Return only the lines of the listing below that run from the line with "positive clicks: (107, 484)" through the line with "positive clicks: (131, 514)", both ends included, exactly as written.
Content starts
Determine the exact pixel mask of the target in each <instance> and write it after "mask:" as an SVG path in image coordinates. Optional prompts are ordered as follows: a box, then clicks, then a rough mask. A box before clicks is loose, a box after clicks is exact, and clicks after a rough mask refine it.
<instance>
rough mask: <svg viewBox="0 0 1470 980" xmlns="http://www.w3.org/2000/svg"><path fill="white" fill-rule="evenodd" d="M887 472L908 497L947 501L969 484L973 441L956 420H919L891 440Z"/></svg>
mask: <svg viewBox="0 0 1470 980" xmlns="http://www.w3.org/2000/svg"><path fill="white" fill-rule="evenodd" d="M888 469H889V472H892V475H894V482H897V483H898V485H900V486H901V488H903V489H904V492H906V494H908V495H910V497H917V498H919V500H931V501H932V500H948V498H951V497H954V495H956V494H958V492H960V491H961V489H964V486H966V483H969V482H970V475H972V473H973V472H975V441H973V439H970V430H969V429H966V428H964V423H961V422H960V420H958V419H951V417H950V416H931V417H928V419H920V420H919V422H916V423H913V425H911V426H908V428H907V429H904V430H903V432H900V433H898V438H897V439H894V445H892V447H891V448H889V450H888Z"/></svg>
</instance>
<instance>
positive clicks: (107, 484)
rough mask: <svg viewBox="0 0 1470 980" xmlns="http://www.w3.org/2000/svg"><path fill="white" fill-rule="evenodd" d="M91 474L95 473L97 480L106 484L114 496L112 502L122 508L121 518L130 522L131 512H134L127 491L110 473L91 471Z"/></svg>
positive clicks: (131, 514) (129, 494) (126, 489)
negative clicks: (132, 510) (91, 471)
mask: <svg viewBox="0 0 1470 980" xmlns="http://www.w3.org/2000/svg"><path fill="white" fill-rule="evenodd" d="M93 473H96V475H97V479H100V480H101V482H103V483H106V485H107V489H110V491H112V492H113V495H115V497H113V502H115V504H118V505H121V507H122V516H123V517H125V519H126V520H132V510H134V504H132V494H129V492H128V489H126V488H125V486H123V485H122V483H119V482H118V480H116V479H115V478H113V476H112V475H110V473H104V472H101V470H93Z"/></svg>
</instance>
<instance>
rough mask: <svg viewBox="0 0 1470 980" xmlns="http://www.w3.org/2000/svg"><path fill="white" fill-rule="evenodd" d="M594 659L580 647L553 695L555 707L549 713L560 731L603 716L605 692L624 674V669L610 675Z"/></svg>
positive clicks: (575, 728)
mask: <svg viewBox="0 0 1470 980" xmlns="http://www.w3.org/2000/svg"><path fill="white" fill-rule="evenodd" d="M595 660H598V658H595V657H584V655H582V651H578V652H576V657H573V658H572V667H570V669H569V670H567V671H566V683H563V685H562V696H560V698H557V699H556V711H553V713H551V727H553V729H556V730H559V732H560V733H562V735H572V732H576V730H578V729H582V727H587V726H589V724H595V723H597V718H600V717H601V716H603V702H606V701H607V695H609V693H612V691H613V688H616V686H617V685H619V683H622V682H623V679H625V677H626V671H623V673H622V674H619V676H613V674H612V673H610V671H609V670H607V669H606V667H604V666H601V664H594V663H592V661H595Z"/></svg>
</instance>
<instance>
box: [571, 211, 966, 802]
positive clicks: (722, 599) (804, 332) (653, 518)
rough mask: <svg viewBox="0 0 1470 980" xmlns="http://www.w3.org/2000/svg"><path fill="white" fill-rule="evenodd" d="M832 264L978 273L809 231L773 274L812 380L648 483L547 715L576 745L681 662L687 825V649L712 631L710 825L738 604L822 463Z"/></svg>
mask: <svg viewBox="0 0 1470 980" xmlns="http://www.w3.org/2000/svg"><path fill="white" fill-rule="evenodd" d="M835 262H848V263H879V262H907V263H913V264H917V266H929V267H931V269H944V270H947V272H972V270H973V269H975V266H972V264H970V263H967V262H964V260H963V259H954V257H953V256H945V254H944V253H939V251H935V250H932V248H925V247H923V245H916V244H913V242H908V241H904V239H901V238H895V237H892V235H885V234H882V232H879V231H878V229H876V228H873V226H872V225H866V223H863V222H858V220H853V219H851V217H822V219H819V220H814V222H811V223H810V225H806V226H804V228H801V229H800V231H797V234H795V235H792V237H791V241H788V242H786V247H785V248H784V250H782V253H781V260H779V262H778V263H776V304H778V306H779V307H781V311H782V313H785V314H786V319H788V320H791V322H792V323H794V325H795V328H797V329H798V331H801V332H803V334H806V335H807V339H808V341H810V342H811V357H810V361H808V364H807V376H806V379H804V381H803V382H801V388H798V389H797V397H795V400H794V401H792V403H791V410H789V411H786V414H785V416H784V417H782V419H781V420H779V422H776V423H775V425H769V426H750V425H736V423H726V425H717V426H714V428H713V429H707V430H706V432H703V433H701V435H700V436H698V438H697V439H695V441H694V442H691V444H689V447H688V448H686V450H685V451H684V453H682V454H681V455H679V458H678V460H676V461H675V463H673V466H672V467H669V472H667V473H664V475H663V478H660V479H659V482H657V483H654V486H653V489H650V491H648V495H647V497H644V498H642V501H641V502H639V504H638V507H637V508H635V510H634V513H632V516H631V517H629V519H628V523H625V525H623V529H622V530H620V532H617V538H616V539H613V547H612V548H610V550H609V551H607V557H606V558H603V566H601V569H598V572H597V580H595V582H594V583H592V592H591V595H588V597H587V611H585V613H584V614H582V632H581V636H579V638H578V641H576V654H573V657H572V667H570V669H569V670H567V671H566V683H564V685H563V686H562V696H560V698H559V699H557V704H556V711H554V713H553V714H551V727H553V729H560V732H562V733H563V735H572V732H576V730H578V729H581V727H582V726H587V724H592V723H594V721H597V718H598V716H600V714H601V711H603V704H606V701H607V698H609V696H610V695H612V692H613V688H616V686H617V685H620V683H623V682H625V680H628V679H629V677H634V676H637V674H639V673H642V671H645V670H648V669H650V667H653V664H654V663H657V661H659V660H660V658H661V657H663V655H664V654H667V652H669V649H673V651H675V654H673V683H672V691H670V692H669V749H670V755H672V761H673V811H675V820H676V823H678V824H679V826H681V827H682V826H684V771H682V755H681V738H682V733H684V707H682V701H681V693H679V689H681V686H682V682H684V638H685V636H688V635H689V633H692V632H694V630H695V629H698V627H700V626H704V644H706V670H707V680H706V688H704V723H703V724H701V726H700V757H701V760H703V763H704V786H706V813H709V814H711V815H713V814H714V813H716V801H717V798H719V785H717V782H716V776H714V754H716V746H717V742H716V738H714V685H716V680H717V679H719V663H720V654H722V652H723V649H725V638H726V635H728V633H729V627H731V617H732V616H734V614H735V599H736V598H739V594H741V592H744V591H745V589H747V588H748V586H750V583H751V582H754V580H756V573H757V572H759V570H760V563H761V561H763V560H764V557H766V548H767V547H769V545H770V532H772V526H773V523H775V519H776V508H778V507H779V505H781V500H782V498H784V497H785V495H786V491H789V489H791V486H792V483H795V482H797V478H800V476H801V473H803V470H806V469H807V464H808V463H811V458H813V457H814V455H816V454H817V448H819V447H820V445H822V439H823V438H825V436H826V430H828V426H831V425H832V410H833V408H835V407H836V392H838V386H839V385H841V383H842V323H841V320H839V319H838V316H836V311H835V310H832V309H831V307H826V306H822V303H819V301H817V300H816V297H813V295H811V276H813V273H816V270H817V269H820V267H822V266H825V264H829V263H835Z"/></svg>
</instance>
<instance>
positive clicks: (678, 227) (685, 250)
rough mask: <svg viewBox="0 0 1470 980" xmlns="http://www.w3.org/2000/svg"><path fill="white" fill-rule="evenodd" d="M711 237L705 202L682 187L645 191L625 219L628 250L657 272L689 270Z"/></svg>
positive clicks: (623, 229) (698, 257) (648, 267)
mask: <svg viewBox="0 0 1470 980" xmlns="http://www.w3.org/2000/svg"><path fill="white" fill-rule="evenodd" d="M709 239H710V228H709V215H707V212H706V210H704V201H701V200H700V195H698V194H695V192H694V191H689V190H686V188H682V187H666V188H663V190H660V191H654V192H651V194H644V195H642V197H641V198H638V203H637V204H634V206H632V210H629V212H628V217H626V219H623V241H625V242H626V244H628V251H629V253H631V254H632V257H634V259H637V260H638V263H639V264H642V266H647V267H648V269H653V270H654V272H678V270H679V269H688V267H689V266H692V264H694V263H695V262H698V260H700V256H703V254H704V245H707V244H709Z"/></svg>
Content ends
§ Solution for this problem
positive clicks: (107, 484)
rough mask: <svg viewBox="0 0 1470 980" xmlns="http://www.w3.org/2000/svg"><path fill="white" fill-rule="evenodd" d="M91 474L95 473L97 480L106 484L114 496L112 502L122 508L121 518L130 522L131 512H134L127 491L110 473L91 471Z"/></svg>
positive clicks: (131, 514) (129, 494) (126, 489)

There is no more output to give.